>> START Supplied text
Mergers And Acquistions Flashcards
1
Q
Motives for m&a
A
- Lower cost per unit of output- where economies of scale are achieved by the holding company (increasing profitability and therefore dividends)
- Corporation tax advantages- whereby a post m&a holding company can achieve operations in low tax regimes, reducing corporation tax liability
- Enhanced risk diversification- where the post holding m&a company reduces its risk by taking on more products or services
- Replace inefficient management- where target directors have under performed in pervious years
- Target has undervalued shares- if recent past in decline of company has resulted in a fall in share price
2
Q
Cash for shares advantages
A
- Easy to understand
- Cannot fall in value
- Shareholders retain the same level of control over their company and therefore no dilution of holding company post m&a
- Simplicity and preciseness give a greater chance of success
- Allows the recipients to spread their investments
3
Q
Cash for shares disadvantages
A
- May trigger capital gains tax liability
- May lead to excessive gearing if bidder borrows (whereby the acquisition company does not have sufficient cash to make the purchase)
>> END Supplied text
- [Short problem 1]
Convert each line of the records below into a JSON list of strings, one string per line, leaving out blank lines.
>> START Input rows
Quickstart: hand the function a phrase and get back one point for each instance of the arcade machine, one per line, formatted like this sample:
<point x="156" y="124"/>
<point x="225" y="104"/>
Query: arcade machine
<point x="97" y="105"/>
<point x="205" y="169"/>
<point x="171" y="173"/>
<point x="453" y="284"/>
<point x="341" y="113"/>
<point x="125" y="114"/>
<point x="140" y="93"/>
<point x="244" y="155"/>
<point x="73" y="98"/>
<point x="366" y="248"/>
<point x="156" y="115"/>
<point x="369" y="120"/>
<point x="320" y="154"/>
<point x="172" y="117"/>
>> END Input rows
- [Short problem 2]
Translate the line "Simplicity and preciseness give a greater chance of success" from the mergers and acquisitions flashcards into Spanish.

- [Problem solution 1]
[
  "Quickstart: hand the function a phrase and get back one point for each instance of the arcade machine, one per line, formatted like this sample:",
  "<point x=\"156\" y=\"124\"/>",
  "<point x=\"225\" y=\"104\"/>",
  "Query: arcade machine",
  "<point x=\"97\" y=\"105\"/>",
  "<point x=\"205\" y=\"169\"/>",
  "<point x=\"171\" y=\"173\"/>",
  "<point x=\"453\" y=\"284\"/>",
  "<point x=\"341\" y=\"113\"/>",
  "<point x=\"125\" y=\"114\"/>",
  "<point x=\"140\" y=\"93\"/>",
  "<point x=\"244\" y=\"155\"/>",
  "<point x=\"73\" y=\"98\"/>",
  "<point x=\"366\" y=\"248\"/>",
  "<point x=\"156\" y=\"115\"/>",
  "<point x=\"369\" y=\"120\"/>",
  "<point x=\"320\" y=\"154\"/>",
  "<point x=\"172\" y=\"117\"/>"
]

- [Problem solution 2]
La sencillez y la precisión dan una mayor probabilidad de éxito.